Work task 1
Print the part of the passage on division among Christians that opens with the words containing "There’s no shortage" and closes with "because of it.", copying it word for word.
Work task 2
Rewrite the paragraph of the passage on division among Christians that begins "There’s no shortage of opinions" in shorter form, keeping its main facts.

Selected extract
—————

Today, we aren’t arguing about circumcision. We don’t question whether we all have access to the Father through Christ. We accept and give thanks that that wall has been destroyed!

But within the body of Christ, many of us—even without realizing—are rebuilding a wall of division and hostility, brick by brick. Instead of “he himself” being our peace among Christians, we’re levying new commands and regulations on one another, and the price is unity and peace.

Current Events Over Eternal Ones

There’s no shortage of opinions around us on everything from vaccines to masks to race relations, sexual ethics, technology use, immigration, politics, education—the list goes on. We find opinions online, at the dinner table, in the church lobby, and in the conference room. But there is a shortage of fruitful conversation and listening to understand. And people are walking away from the church because of it.

—————

Available data
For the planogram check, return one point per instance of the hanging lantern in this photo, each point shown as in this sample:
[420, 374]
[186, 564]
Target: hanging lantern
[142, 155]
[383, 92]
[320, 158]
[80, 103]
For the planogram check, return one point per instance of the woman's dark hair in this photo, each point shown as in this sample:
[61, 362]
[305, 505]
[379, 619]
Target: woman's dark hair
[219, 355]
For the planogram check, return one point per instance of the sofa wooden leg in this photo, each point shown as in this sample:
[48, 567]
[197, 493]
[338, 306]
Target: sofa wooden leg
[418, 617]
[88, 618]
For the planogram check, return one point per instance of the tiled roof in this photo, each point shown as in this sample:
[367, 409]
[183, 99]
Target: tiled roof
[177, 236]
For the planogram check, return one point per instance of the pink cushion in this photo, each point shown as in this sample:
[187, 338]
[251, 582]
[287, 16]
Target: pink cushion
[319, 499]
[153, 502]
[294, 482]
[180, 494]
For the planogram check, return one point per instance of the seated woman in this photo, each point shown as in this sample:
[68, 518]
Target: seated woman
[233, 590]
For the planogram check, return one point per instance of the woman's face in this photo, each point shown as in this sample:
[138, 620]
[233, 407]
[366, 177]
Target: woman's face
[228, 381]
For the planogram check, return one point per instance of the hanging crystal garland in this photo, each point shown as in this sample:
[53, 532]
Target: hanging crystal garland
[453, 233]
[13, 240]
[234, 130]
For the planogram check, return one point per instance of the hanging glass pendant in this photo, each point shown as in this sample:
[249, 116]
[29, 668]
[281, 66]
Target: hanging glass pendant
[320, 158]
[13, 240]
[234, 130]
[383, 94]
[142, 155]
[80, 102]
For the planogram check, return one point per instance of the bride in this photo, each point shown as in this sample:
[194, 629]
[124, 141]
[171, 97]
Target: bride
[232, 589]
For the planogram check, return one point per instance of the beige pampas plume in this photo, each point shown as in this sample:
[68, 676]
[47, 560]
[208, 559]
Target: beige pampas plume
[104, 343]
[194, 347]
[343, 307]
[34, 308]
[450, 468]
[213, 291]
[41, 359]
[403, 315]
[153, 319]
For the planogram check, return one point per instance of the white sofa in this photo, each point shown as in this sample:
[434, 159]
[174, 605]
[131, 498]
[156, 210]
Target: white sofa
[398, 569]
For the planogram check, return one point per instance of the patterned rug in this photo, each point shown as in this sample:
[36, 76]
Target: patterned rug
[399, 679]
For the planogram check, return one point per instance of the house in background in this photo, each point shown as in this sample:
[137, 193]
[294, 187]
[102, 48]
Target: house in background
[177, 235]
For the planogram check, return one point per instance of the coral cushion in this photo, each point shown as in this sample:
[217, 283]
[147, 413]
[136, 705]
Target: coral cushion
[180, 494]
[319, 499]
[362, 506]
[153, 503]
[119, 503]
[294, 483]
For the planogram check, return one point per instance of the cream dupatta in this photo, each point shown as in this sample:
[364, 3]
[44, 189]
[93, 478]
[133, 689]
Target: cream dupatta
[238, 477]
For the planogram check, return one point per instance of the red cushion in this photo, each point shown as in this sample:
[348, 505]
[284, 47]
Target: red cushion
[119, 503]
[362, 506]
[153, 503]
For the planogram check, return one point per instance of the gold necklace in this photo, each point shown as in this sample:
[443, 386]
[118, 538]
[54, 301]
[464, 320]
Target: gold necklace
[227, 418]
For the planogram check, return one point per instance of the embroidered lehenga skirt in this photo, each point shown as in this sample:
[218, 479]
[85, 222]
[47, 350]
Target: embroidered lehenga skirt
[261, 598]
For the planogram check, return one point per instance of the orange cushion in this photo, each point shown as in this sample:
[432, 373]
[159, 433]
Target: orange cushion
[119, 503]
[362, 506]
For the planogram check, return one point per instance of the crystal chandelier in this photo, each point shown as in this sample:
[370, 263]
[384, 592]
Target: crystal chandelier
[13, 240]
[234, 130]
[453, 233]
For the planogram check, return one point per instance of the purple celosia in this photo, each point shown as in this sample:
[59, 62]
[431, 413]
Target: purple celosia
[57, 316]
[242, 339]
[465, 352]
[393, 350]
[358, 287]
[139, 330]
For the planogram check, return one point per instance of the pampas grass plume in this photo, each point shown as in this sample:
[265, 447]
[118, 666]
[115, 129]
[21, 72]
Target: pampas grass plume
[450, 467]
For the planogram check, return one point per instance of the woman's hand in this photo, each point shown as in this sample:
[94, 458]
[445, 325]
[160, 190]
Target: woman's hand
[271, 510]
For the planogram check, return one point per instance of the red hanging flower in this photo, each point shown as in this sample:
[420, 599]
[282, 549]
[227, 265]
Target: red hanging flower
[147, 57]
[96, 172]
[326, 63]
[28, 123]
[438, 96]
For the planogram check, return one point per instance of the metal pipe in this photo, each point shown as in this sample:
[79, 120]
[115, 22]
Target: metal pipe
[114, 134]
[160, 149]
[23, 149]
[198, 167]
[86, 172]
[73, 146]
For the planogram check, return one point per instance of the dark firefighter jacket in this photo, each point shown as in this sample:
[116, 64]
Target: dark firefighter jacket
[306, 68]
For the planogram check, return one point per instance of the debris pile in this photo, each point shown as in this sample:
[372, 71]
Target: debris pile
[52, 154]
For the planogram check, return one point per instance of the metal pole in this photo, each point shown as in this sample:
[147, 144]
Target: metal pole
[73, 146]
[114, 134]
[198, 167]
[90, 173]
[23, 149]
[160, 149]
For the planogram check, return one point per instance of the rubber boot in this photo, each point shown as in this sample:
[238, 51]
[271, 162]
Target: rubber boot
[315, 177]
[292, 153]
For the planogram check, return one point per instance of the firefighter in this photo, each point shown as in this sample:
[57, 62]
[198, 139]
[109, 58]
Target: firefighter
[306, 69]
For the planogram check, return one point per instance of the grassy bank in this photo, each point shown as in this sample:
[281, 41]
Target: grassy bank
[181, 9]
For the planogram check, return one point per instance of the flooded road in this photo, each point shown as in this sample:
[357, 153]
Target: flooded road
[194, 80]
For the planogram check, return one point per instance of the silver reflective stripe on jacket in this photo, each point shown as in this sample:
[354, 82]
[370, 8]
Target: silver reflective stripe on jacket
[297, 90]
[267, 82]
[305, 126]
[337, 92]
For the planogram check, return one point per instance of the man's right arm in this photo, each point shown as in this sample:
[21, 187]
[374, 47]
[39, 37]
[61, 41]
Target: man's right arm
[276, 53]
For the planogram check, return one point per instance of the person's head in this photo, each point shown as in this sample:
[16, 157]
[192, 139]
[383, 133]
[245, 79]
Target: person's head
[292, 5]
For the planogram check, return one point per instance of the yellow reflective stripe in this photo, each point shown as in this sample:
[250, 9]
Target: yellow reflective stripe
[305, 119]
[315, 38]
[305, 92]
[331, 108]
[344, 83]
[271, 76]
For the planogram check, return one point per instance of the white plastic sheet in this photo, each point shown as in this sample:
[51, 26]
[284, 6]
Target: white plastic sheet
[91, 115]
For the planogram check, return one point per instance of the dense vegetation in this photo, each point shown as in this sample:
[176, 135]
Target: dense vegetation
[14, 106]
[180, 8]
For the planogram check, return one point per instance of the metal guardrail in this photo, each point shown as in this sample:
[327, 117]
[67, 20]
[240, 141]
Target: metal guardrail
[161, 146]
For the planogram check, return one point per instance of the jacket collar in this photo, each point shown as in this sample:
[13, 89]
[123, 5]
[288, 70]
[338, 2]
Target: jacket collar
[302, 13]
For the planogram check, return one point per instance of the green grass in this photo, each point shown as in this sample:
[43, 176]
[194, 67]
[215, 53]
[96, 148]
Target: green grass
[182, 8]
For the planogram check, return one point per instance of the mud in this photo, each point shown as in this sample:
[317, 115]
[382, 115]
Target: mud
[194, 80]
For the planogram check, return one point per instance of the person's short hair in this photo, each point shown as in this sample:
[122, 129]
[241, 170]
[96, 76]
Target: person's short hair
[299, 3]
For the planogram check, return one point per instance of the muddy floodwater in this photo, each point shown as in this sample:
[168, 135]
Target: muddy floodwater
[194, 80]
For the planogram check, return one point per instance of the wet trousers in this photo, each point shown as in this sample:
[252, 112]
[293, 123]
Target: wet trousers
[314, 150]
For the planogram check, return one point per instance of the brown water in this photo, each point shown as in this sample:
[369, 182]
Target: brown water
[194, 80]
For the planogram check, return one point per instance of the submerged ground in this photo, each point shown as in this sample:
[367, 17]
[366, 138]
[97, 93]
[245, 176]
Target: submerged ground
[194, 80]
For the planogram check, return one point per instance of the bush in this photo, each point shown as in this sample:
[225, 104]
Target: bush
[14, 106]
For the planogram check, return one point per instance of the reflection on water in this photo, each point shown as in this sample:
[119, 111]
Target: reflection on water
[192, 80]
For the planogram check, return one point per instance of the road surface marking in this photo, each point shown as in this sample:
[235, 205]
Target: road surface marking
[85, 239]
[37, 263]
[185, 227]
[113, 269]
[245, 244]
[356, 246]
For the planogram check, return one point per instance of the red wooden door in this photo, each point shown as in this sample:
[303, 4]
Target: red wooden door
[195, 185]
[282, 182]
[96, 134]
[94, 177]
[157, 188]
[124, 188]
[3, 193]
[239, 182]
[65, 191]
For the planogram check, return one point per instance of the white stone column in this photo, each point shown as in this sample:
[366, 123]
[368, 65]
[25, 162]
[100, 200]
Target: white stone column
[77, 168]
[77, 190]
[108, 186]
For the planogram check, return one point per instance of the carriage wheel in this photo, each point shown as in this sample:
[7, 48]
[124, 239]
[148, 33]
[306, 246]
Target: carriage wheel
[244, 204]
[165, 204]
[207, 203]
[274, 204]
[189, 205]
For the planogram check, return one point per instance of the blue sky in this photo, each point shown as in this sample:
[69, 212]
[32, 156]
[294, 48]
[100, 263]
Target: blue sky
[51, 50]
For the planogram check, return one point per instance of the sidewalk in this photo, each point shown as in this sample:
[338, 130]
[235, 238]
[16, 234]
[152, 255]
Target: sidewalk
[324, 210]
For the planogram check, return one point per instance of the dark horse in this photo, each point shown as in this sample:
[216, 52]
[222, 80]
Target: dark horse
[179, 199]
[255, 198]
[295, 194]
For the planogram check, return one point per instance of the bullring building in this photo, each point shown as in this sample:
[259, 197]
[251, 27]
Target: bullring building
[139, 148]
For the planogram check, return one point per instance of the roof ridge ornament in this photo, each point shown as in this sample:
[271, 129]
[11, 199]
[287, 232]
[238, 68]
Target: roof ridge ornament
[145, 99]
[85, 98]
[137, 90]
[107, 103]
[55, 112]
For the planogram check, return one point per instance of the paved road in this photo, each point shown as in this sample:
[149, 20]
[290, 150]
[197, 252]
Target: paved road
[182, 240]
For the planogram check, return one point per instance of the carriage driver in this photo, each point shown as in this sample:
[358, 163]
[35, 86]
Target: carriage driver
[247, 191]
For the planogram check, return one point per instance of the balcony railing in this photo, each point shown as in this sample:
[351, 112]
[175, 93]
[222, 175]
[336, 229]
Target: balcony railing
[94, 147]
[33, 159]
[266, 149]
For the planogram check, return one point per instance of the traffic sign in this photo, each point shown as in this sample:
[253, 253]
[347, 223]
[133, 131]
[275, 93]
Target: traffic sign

—————

Answer box 1
There’s no shortage of opinions around us on everything from vaccines to masks to race relations, sexual ethics, technology use, immigration, politics, education—the list goes on. We find opinions online, at the dinner table, in the church lobby, and in the conference room. But there is a shortage of fruitful conversation and listening to understand. And people are walking away from the church because of it.

Answer box 2
Opinions abound on everything from vaccines, masks and race relations to sexual ethics, technology use, immigration, politics and education. We hear them online, at the dinner table, in the church lobby and in the conference room. Fruitful conversation and listening to understand are scarce, and people are leaving the church because of it.